→ **Latihan**
(a) Tentukan apakah setiap pernyataan berikut sesuai dengan teks tentang kecanduan game online. Jawablah ya atau tidak, lalu kutip kata-kata teks yang menjadi dasarnya: (i) Nilai penulis turun drastis ketika kelas 8. (ii) Tidak ada guru pelajaran yang memberikan video penjelasan. (iii) Penulis menjadi kapok setelah gawainya dirampas oleh orang tua.
(b) Menurut teks tentang kecanduan game online, mengapa nilai penulis di kelas 8 turun drastis? Jelaskan dalam satu hingga tiga kalimat.
(c) Lanjutkan teks tentang kecanduan game online mulai dari bagian terakhirnya.

→ **Kutipan Teks**
▶
Namun, yang terjadi saat ini, game online banyak dimainkan secara berlebihan dan digunakan sebagai tempat untuk melarikan diri dari realitas kehidupan sehingga yang terjadi adalah kecanduan game online (Hussain & Griffiths, 2009). Hasilnya nilai saya ketika kelas 8 sangat turun drastis atau bahkan nilai paling jelek yang pernah saya dapatkan karena ketika diberikan tugas oleh guru pelajaran, saya mengerjakannya satu hari sebelum pengumpulan dan mengisinya lewat internet tanpa mempelajari maksud dari soal yang diberikan. Orang tua saya melihat nilai saya yang sangat turun drastis ini kecewa dan membuat pandangan mereka lebih tegas kepada saya karena saya selalu fokus hanya untuk bermain game.

Pandangan saya pada waktu itu melihat nilai turun drastis biasa saja dan tidak merasa bersalah sama sekali, saya malah menyalahkan guru pelajaran karena tidak memberikan penjelasan sama sekali, padahal ada beberapa guru pelajaran yang memberikan video penjelasan tapi saya tidak buka sama sekali.

Karena perilaku saya tersebut yang sangat malas sekali belajar dan kecanduan bermain game online, gawai saya sering sekali di rampas dan di sembunyikan oleh orang tua saya, tetapi sekali lagi saya tidak pernah kapok dan terus melakukan perilaku seperti itu setiap hari. Orang tua saya menjadi sangat sensitif kepada saya dan sering sekali dimarahi  karena perbuatan tersebut dan bahkan harapan mereka pada waktu itu kepada saya mungkin sudah berkurang.

BACA JUGA:TEKNOLOGI: MEMBANTU ATAU MERUSAK KREATIVITAS?
◀
→ **Cuplikan Data**
▶
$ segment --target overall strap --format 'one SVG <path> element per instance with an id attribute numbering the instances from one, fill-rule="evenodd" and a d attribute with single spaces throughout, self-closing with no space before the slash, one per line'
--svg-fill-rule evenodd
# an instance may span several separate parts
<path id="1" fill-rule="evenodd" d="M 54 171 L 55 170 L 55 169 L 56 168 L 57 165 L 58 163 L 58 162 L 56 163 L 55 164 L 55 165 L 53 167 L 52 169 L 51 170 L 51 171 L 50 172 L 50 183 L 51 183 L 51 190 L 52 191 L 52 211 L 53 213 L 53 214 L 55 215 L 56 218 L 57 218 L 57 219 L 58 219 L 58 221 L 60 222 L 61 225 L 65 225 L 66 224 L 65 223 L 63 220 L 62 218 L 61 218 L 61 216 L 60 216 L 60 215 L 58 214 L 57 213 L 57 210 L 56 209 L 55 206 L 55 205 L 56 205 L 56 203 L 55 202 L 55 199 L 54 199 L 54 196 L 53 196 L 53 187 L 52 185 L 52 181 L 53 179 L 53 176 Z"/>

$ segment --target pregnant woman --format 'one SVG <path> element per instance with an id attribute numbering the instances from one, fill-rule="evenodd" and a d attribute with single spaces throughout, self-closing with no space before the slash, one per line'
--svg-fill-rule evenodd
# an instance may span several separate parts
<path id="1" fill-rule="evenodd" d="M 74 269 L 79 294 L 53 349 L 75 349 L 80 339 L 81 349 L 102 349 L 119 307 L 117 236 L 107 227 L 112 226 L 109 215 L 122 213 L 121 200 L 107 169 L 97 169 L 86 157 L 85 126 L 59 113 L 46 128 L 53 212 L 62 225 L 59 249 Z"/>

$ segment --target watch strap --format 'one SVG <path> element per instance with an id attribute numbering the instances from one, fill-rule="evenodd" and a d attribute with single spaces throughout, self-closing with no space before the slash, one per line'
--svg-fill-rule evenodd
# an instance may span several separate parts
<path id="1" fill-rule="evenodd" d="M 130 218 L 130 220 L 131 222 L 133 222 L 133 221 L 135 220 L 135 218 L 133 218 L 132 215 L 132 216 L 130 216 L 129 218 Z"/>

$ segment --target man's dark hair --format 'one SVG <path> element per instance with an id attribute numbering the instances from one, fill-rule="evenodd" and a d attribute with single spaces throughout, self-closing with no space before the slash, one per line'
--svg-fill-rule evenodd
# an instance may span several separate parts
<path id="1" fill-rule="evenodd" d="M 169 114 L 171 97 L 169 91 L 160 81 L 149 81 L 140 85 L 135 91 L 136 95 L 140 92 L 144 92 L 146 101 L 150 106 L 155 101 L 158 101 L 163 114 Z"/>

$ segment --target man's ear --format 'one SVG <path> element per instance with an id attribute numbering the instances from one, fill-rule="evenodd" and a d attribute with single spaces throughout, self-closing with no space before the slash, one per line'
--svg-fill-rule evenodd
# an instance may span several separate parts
◀
→ **Jawaban Anda**
(a)
(i) Ya: "nilai saya ketika kelas 8 sangat turun drastis"
(ii) Tidak: "ada beberapa guru pelajaran yang memberikan video penjelasan tapi saya tidak buka sama sekali"
(iii) Tidak: "saya tidak pernah kapok dan terus melakukan perilaku seperti itu setiap hari"

(b) Nilai penulis turun drastis karena tugas dari guru pelajaran baru dikerjakan satu hari sebelum pengumpulan. Tugas itu pun diisi lewat internet tanpa mempelajari maksud soal yang diberikan.

(c)
BACA JUGA:GAME ONLINE SEBAGAI PELARIAN

Masa-masa SMP itu berlalu dan saya lulus dengan nilai yang sangat sedikit, mulai ada rasa penyesalan atas apa yang saya lakukan pada masa SMP yang membuat saya tidak siap akan melanjutkan masa SMA, karena waktu masa SMP tidak ada materi yang saya mengerti sama sekali. Penentuan SMA yang dipilih tiba, saya mengira akan melanjutkan SMAN 1 Ciwidey, karena ayah saya bekerja sebagai guru di sana dan kakak-kakak saya juga dulunya bersekolah di sana.

Akan tetapi, ternyata saya didaftarkan di SMAN yang jaraknya cukup dekat dari rumah, yaitu SMAN 1 Banjaran. Pada awal masuk, saya terkejut dengan materi yang saya dapatkan, saya merasa asing dengan pelajaran yang diajarkan oleh bapak dan juga ibu guru. Bukannya belajar karena tidak paham akan materi yang di jelaskan, saya pulang ke rumah hanya untuk bermain gawai. Saya masih berpikir bahwa “untuk apa belajar di rumah susah payah, di sekolah kan diajarkan oleh ibu bapak guru sampai pukul 4, masa di rumah harus belajar lagi?”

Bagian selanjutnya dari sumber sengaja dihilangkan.